_Texto:_
Para esse seu estudo, descritivo e quantitativo, em que se emprega métodos estatísticos, Loureto (2016) elege enquanto participantes 191 alunos do 9º ano do Ensino Fundamental, com idade entre 13 e 15 anos, distribuídos em três classes, cada uma vinculada a uma escola diferente da periferia de Fortaleza (CE). Para a geração dos dados da pesquisa, estes foram submetidos a um questionário socioeconômico e a um teste de proficiência leitora, como nos moldes da Prova Brasil, de onde se extraiu parte das questões, todas elas relacionadas a tópicos e descritores muitos específicos da matriz de referência de Língua Portuguesa do 9º ano – no caso dos tópicos, “procedimentos de leitura”, “coerência e coesão no processamento do texto” e “relações entre recursos expressivos e efeitos de sentido”.

_Objetivo A:_ Liste os tópicos da matriz de referência de Língua Portuguesa do 9º ano que aparecem no texto sobre o estudo de Loureto (2016).
_Objetivo B:_ Prossiga com o texto sobre o estudo de Loureto (2016) a partir do ponto em que ele termina.

_Dados registrados:_
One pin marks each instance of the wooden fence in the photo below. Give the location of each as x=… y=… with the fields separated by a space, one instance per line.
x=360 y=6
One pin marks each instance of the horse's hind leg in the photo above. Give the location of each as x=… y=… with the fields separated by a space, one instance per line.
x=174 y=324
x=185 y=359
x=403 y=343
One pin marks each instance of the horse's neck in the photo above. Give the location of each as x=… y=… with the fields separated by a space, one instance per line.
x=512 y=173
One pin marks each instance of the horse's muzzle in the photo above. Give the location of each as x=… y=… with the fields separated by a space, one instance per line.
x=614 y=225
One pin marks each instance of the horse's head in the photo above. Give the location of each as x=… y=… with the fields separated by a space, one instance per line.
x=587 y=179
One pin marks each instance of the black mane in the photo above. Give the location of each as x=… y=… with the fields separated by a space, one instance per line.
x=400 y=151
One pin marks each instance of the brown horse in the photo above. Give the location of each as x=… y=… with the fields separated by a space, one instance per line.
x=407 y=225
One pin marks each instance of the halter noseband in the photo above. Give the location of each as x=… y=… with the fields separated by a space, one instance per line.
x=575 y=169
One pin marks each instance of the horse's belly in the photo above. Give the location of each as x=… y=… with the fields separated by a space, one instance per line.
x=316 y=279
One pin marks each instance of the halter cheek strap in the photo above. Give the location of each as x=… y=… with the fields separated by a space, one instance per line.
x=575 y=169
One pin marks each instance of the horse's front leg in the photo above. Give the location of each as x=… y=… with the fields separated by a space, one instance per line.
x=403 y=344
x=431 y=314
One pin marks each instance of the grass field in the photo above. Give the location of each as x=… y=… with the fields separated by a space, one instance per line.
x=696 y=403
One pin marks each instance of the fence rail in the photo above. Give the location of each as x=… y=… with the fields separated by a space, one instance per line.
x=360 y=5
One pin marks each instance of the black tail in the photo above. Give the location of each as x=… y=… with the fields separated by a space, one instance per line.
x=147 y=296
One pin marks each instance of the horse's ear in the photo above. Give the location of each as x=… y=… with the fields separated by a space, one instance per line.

_Resposta A:_
- procedimentos de leitura
- coerência e coesão no processamento do texto
- relações entre recursos expressivos e efeitos de sentido

_Resposta B:_
Enquanto a análise dos dados socioeconômicos demostra que, a despeito de os alunos se inscreverem em um contexto histórico-cultural nem sempre ideal à otimização de sua aprendizagem escolar (família numerosa, com baixo grau de escolaridade e sujeita a uma renda mensal igual ou inferior a um salário mínimo), eles leem com significativa frequência, especialmente pelo advento da Internet, preferindo quadrinhos e tirinhas a outros gêneros textuais; a análise dos dados da proficiência leitora demonstra uma defasagem em relação aos padrões esperados para a série, além da correspondência entre esse nível de leitura dos alunos e seu rendimento global nas diversas disciplinas.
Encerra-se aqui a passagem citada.